**Written exercise**
Every line of the material that follows must be printed again exactly.

** begin Excerpted records **

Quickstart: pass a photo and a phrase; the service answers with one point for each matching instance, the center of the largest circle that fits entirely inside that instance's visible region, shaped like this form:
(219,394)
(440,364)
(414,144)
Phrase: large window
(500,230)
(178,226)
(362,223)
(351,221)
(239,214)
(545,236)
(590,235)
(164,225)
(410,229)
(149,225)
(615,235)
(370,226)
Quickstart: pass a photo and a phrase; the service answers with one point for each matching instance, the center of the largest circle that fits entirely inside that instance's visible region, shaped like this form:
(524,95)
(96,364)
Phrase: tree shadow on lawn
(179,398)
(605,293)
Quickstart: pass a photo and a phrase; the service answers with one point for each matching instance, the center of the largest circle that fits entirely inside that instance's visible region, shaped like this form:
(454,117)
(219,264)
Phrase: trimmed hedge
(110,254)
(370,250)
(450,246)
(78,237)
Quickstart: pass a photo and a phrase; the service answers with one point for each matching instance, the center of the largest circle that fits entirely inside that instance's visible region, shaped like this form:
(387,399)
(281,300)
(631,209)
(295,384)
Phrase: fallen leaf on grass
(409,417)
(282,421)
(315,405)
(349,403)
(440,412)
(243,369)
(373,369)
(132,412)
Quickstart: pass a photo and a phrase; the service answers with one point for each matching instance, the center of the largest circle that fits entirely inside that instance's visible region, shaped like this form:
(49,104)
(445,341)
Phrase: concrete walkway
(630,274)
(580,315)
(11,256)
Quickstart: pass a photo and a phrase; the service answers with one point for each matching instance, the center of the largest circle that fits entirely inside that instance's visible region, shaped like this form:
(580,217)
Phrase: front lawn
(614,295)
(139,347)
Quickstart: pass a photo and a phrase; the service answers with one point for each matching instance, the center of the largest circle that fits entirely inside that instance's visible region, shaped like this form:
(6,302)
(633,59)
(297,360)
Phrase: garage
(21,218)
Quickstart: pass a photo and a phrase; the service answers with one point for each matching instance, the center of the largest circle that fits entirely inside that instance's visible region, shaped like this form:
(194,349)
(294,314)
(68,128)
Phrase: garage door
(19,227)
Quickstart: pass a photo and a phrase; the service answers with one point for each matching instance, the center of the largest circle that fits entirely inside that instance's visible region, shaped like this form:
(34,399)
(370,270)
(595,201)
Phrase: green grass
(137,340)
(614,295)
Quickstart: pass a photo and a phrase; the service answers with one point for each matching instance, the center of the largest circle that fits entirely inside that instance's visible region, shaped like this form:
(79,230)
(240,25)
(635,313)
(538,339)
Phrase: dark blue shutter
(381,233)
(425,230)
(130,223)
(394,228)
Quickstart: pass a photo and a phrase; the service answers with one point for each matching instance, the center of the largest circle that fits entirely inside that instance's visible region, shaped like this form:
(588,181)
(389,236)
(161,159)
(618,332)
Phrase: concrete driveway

** end Excerpted records **

**Completed task**
Quickstart: pass a photo and a phrase; the service answers with one point for each matching instance, the center of the largest circle that fits entirely inside that instance's visible region, shaped like this form:
(219,394)
(440,364)
(414,144)
Phrase: large window
(500,230)
(178,226)
(362,223)
(351,221)
(239,214)
(545,236)
(590,235)
(164,225)
(410,229)
(149,225)
(615,235)
(370,226)
Quickstart: pass a photo and a phrase; the service answers with one point for each matching instance, the center of the largest circle that fits entirely inside that instance's visible region, shaped like this form:
(524,95)
(96,364)
Phrase: tree shadow on lawn
(179,398)
(605,293)
Quickstart: pass a photo and a phrase; the service answers with one point for each matching instance, the center of the largest circle that fits entirely inside that instance's visible region, shaped like this form:
(454,117)
(219,264)
Phrase: trimmed hedge
(110,254)
(370,250)
(450,246)
(78,237)
Quickstart: pass a photo and a phrase; the service answers with one point for each matching instance, the center of the largest circle that fits entirely inside that instance's visible region, shaped like this form:
(387,399)
(281,300)
(631,209)
(295,384)
Phrase: fallen leaf on grass
(409,417)
(282,421)
(315,405)
(349,403)
(440,412)
(243,369)
(373,369)
(132,412)
Quickstart: pass a photo and a phrase; the service answers with one point for each matching instance, the center of the largest circle that fits entirely inside that instance's visible region, shaped like this form:
(49,104)
(445,341)
Phrase: concrete walkway
(630,274)
(580,315)
(11,256)
Quickstart: pass a photo and a phrase; the service answers with one point for each matching instance, the center of the largest circle that fits entirely inside that instance's visible region, shaped like this form:
(580,217)
Phrase: front lawn
(614,295)
(139,347)
Quickstart: pass a photo and a phrase; the service answers with one point for each matching instance, the center of the largest circle that fits entirely inside that instance's visible region, shaped like this form:
(6,302)
(633,59)
(297,360)
Phrase: garage
(21,218)
Quickstart: pass a photo and a phrase; the service answers with one point for each matching instance, the center of the largest circle that fits entirely inside that instance's visible region, shaped like this form:
(194,349)
(294,314)
(68,128)
Phrase: garage door
(19,227)
Quickstart: pass a photo and a phrase; the service answers with one point for each matching instance, the center of the largest circle that fits entirely inside that instance's visible region, shaped like this form:
(34,399)
(370,270)
(595,201)
Phrase: green grass
(137,340)
(614,295)
Quickstart: pass a photo and a phrase; the service answers with one point for each matching instance, the center of the largest circle that fits entirely inside that instance's visible region, shaped like this form:
(79,230)
(240,25)
(635,313)
(538,339)
Phrase: dark blue shutter
(381,233)
(425,230)
(130,223)
(394,228)
Quickstart: pass a photo and a phrase; the service answers with one point for each matching instance, the center of the largest circle that fits entirely inside that instance's visible region, shaped like this form:
(588,181)
(389,236)
(161,159)
(618,332)
Phrase: concrete driveway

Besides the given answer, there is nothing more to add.